**WHAT TO PRODUCE**
Leave every picture out, and retype all the remaining records exactly.

**RECORDS SHOWN**
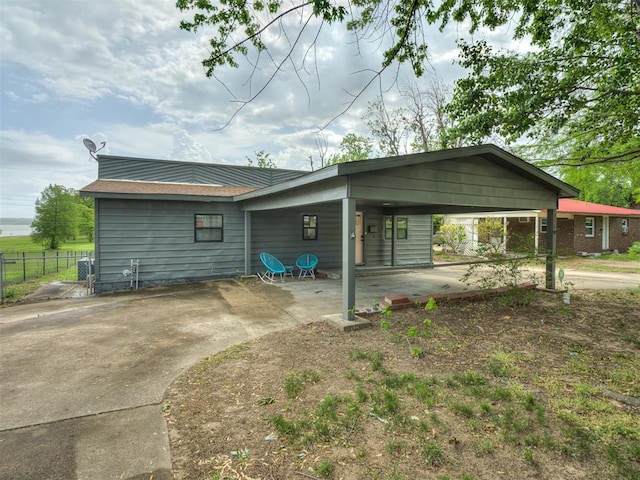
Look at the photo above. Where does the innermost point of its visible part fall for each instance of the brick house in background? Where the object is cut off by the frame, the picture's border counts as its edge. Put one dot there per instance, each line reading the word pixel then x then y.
pixel 593 227
pixel 581 227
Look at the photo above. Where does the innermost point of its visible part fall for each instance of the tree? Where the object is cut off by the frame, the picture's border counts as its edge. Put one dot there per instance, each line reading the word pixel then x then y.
pixel 85 216
pixel 389 128
pixel 352 148
pixel 453 236
pixel 263 160
pixel 608 184
pixel 578 90
pixel 577 94
pixel 55 219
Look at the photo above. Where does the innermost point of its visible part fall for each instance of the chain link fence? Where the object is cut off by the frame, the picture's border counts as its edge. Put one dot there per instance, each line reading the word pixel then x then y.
pixel 16 267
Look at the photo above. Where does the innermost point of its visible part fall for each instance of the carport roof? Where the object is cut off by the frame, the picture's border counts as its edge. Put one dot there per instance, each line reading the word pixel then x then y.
pixel 487 152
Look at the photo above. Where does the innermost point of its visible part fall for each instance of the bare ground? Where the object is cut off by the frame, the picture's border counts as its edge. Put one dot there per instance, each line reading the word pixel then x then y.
pixel 483 390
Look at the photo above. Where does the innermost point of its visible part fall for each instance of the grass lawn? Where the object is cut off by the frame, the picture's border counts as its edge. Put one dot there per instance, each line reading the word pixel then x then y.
pixel 24 243
pixel 467 390
pixel 24 259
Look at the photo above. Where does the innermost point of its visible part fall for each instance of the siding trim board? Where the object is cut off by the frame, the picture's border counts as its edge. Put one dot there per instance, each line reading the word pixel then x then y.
pixel 145 210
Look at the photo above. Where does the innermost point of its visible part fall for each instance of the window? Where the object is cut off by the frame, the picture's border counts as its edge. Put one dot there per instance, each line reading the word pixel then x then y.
pixel 208 228
pixel 402 228
pixel 589 227
pixel 388 228
pixel 309 227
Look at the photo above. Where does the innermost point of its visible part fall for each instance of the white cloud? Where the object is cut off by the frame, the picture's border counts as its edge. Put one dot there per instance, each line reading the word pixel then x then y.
pixel 65 54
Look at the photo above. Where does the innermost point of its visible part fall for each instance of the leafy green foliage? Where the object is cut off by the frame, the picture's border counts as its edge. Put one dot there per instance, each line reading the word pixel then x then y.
pixel 453 235
pixel 576 93
pixel 352 148
pixel 55 219
pixel 262 160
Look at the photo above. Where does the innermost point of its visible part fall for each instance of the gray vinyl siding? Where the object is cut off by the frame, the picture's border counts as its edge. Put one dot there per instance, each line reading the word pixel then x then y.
pixel 149 170
pixel 160 234
pixel 463 182
pixel 279 232
pixel 415 250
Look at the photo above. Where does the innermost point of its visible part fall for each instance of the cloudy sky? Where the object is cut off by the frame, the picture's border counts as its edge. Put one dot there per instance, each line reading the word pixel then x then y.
pixel 123 72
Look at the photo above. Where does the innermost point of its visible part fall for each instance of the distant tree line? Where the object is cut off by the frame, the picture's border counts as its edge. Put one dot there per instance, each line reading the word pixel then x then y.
pixel 62 214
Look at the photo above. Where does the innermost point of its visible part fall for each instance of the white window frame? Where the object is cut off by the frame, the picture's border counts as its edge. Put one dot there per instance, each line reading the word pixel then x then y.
pixel 625 226
pixel 590 230
pixel 543 225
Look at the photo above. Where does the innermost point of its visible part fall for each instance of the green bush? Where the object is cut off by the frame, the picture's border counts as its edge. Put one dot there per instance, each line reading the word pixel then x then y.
pixel 634 250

**WRITTEN RESPONSE**
Look at the photo above. Where does the innermost point of its visible part fall for each instance of the brick house in background? Where the object is cut off by the frame, the picture's border counts as its edge. Put one dot there per instance, each line reading the word pixel then x then y.
pixel 593 227
pixel 581 227
Look at the photo above. Where does the innermost point of its visible part fall for each instance of the tree? Where the object is cut off by the frame, the picture's border counts as its edge. Put one dot there per instance, each line reading the word pixel then x then y.
pixel 85 216
pixel 389 128
pixel 352 148
pixel 453 236
pixel 263 160
pixel 608 184
pixel 578 90
pixel 577 94
pixel 55 219
Look at the photo above. Where does the innermost point of its visible part fall for each instance of the chain link fence? Where the object is cut off by the frame, the picture's border counts as its edge. Put one dot there per instance, each line reading the word pixel then x then y.
pixel 16 267
Look at the photo above. Where does the innermost point of its visible part fall for each instance of the carport roof? Where the object is cut off by the frame, the picture's border counts as its edge. Put one dot there per instance, each line reading the word pixel then x then y.
pixel 487 152
Look at the photo above. Where does the innermost point of its visible part fall for each instance of the bare ground? Where the object is cut off by the frame, the picture's border counts as its edge. Put one dot there per instance, each line reading the word pixel then x then y.
pixel 483 390
Look at the photo above. Where does the innermost point of its visible part fall for each instance of the grass lawn? Where the object is cut off by the frame, the picture's border counts as its edge. Put one dot there per instance, each line reading the word pixel then x then y.
pixel 24 243
pixel 467 390
pixel 24 259
Look at the photo above. Where does the innermost point of its visible part fall for each instance of the siding trim board? Where the object is cut off by the frame, the picture's border counts as its edge. Put one dot there per instance, each line reading the word pixel then x then y.
pixel 145 210
Look at the photo above. Where does the innermost point of its visible part fall for each instance of the window? Where the object is cut off by the frame, the picture's border counts as its edge. Put one dot there per instance, each line reading the word pixel then x then y.
pixel 208 228
pixel 402 228
pixel 589 227
pixel 388 228
pixel 309 227
Look at the photo above. Where does the innermost point of its visible part fall for each instance of the white cloud? Where the object is cut off by the frame, the picture's border counts as its edge. Put one dot there per instance, each line reading the word pixel then x then y.
pixel 65 54
Look at the photo above. Where does the innermost point of its visible part fall for each instance of the leafy green foliage? Where the object is cut off by the frame, the picture's border counts as its edge. Put one dot there per instance, each line reading the word pixel then x then y.
pixel 453 235
pixel 576 93
pixel 352 148
pixel 55 219
pixel 262 160
Look at the photo above. Where does the innermost point of its visible part fall for each instance of the gray vinyl siding? Where the object is cut off by the frame, the picture's border counts as its edge. Put one dot there per instance, each line reading the word pixel then x then y.
pixel 149 170
pixel 160 234
pixel 463 182
pixel 279 232
pixel 415 250
Look at the photo above. Where does the innermost point of its visible part fall for each instance of the cloudy sky? Where the object is cut off by the frame, the picture's border counts as its edge. Put one dot there per instance, each line reading the word pixel then x then y.
pixel 123 72
Look at the photo above. Where does the innermost point of its visible part fall for each instance of the distant tree line? Where the object is cut off by the frame, the picture's border counts as its edge. Put one dot there per instance, each line reading the word pixel then x then y.
pixel 62 214
Look at the photo above. Where does the innermost point of its visible part fall for each instance of the white window frame? Where the object is cut off by the frame, the picture's border counts as its edge. Put one dot there per instance, each line reading the word pixel then x then y.
pixel 625 226
pixel 590 230
pixel 543 225
Look at the photo above. Where does the innermost point of its visible part fall for each instance of the green bush? Where the object is cut off by the frame, the picture's border counts as its edge. Put one dot there per instance, each line reading the word pixel then x then y.
pixel 634 250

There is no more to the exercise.